**EXTRACTED INFORMATION:**
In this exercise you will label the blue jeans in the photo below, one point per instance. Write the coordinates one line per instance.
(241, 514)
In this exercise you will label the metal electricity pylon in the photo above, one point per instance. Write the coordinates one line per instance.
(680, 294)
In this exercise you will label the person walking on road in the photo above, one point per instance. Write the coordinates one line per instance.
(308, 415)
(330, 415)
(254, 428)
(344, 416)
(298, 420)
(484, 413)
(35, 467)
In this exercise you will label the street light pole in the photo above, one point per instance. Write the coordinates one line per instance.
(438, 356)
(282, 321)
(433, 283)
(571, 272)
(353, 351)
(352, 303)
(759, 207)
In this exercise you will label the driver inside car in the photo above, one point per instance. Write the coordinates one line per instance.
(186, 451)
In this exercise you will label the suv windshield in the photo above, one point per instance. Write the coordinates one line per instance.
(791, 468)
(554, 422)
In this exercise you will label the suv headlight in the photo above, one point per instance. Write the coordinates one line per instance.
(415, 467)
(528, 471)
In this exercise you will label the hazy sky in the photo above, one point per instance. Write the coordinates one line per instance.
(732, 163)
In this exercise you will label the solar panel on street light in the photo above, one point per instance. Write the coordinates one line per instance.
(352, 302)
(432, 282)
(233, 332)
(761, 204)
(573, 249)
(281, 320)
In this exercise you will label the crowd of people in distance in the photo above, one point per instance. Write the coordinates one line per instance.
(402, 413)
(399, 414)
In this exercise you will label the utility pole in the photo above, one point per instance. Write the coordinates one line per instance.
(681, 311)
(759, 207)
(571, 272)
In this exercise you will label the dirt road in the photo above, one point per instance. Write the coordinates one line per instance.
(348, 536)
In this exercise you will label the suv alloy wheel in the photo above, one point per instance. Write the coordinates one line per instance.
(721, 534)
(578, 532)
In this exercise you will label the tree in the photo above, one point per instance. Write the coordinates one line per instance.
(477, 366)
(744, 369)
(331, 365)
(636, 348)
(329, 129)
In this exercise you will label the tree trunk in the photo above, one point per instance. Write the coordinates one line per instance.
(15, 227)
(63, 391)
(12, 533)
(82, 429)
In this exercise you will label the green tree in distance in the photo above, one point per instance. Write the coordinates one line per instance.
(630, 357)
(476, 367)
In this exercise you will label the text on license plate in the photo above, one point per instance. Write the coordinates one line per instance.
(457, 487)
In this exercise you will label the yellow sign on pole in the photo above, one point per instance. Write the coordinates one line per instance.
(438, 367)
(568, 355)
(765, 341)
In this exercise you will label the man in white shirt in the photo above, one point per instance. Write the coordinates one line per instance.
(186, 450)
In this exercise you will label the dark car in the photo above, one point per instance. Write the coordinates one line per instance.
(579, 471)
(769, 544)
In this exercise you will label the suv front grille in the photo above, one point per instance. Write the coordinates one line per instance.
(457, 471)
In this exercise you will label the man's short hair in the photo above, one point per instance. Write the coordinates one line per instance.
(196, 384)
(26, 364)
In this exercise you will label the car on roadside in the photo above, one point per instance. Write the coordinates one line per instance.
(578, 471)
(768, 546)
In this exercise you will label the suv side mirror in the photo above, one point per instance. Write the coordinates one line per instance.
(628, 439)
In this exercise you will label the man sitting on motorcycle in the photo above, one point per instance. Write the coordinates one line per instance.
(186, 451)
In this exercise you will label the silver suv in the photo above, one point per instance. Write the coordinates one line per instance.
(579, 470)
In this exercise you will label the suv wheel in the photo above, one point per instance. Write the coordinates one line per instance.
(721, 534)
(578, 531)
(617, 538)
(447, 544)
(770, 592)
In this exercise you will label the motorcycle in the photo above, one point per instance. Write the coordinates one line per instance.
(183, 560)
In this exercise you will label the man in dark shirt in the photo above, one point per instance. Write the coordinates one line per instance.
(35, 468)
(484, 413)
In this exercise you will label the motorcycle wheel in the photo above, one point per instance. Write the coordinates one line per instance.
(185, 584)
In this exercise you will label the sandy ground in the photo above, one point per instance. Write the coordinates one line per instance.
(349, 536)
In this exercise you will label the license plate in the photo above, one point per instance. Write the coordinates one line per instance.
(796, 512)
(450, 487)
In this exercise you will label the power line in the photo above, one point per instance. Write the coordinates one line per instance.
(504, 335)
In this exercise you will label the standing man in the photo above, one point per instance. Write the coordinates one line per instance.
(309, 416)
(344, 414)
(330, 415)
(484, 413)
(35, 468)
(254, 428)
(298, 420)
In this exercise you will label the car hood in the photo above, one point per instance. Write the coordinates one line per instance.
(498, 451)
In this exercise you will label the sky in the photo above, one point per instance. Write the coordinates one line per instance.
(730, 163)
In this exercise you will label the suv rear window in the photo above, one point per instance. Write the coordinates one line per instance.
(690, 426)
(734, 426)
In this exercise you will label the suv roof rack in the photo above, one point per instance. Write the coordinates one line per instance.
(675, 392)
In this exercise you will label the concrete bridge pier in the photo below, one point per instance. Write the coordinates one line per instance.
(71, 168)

**PROBLEM DESCRIPTION:** Return the entries above exactly, each one complete.

**EXERCISE RESPONSE:**
In this exercise you will label the blue jeans in the photo below, one point per instance. Write the coordinates one line per instance.
(241, 514)
In this exercise you will label the metal electricity pylon in the photo above, one point per instance. Write the coordinates one line per instance.
(680, 294)
In this exercise you will label the person walking on road in the photo above, one point per instance. Write the coordinates one line per instance.
(308, 415)
(330, 415)
(254, 428)
(344, 416)
(298, 420)
(484, 413)
(35, 467)
In this exercise you will label the street light pole in the photo above, one point per instance. Write the coordinates one line per instance.
(438, 356)
(282, 321)
(433, 283)
(571, 272)
(353, 351)
(352, 303)
(759, 207)
In this exercise you will label the driver inside car in the photo above, one point per instance. Write the coordinates one line per instance.
(186, 451)
In this exercise you will label the suv windshield in the photo above, one point per instance. Write the coordinates one line per instance.
(791, 468)
(554, 422)
In this exercise you will label the suv headlight in the photo above, one point per instance. Write the coordinates one line per instance.
(415, 467)
(528, 471)
In this exercise you will label the hazy sky in the photo above, one point per instance. Write the coordinates one line per instance.
(732, 163)
In this exercise you will label the solar panel on street light in the photo above, one point per instance. Write the coordinates one line per instance.
(352, 302)
(432, 282)
(233, 332)
(761, 204)
(573, 249)
(281, 320)
In this exercise you will label the crowd of people in distance in the photo above, one point per instance. Write the coordinates one line per instance.
(402, 413)
(399, 414)
In this exercise you will label the utility pole in the photo above, one point per instance. Write the coordinates one line per instance.
(681, 311)
(759, 207)
(571, 272)
In this exercise you will label the dirt road in the photo above, one point per instance. Write the coordinates one line per instance.
(348, 536)
In this exercise you will label the suv alloy wheel in the photo above, one point per instance. Write the coordinates one line per instance.
(721, 534)
(578, 532)
In this exercise you will label the tree in the photo above, one point per instance. Write the coordinates one line per instance.
(477, 366)
(744, 369)
(331, 365)
(636, 348)
(329, 129)
In this exercise you will label the tree trunk in the photo above, one point per instance. Write the coordinates one line per instance.
(15, 227)
(63, 391)
(12, 533)
(82, 429)
In this exercise you will label the green tree in distance in the photo above, one point per instance. Write the coordinates one line per instance.
(630, 357)
(476, 367)
In this exercise you will label the text on license plate in the photo above, one point per instance. Write the coordinates one line per instance.
(457, 487)
In this exercise you will label the yellow sign on pole in the photo above, one point per instance. Write the coordinates one line per instance.
(438, 367)
(568, 355)
(765, 341)
In this exercise you will label the man in white shirt in the photo above, one point per instance. Write the coordinates one line per instance.
(186, 450)
In this exercise you will label the dark car in the photo above, one point per instance. Write the coordinates one line per instance.
(579, 471)
(769, 544)
In this exercise you will label the suv front grille in the photo above, one point per instance. Write the coordinates one line per instance.
(457, 471)
In this exercise you will label the man's short hair in the photo above, one point per instance. Write the coordinates one line per instance.
(196, 384)
(26, 364)
In this exercise you will label the car on roadside in the photo above, one point per instance. Write the coordinates one line per instance.
(578, 471)
(768, 546)
In this exercise you will label the suv side mirror in the photo above, one point per instance. Write the coordinates one line per instance.
(628, 439)
In this exercise you will label the man sitting on motorcycle in the photo above, one point per instance. Write the coordinates one line per instance.
(186, 451)
In this exercise you will label the silver suv in the photo above, one point per instance. Write the coordinates one line per instance.
(579, 470)
In this exercise you will label the suv wheel in the photo above, one point per instance. Write the coordinates one line per instance.
(721, 534)
(578, 531)
(617, 538)
(447, 544)
(770, 592)
In this exercise you will label the motorcycle in the photo above, one point per instance. Write the coordinates one line per instance.
(183, 560)
In this exercise you will label the man in dark shirt in the photo above, one point per instance. Write the coordinates one line per instance.
(35, 468)
(484, 413)
In this exercise you will label the motorcycle wheel in the photo above, one point per instance. Write the coordinates one line per instance.
(185, 584)
In this exercise you will label the sandy ground in the photo above, one point per instance. Write the coordinates one line per instance.
(349, 536)
In this exercise you will label the license plate in the photo above, one point per instance. Write the coordinates one line per instance.
(796, 512)
(450, 487)
In this exercise you will label the power line in the photo above, one point per instance. Write the coordinates one line per instance.
(504, 335)
In this exercise you will label the standing man in the photo above, one point per instance. Write the coordinates one line per instance.
(309, 416)
(344, 414)
(330, 415)
(484, 413)
(35, 468)
(254, 428)
(298, 420)
In this exercise you will label the car hood in the photo above, one point per instance. Write the coordinates one line per instance.
(498, 451)
In this exercise you will label the sky in the photo above, one point per instance. Write the coordinates one line per instance.
(730, 163)
In this exercise you will label the suv rear window in the photo above, one point per instance. Write the coordinates one line per instance.
(690, 426)
(734, 426)
In this exercise you will label the suv roof rack in the photo above, one point per instance. Write the coordinates one line per instance.
(675, 392)
In this exercise you will label the concrete bridge pier in the photo below, one point per instance. Write the coordinates one line per instance.
(71, 168)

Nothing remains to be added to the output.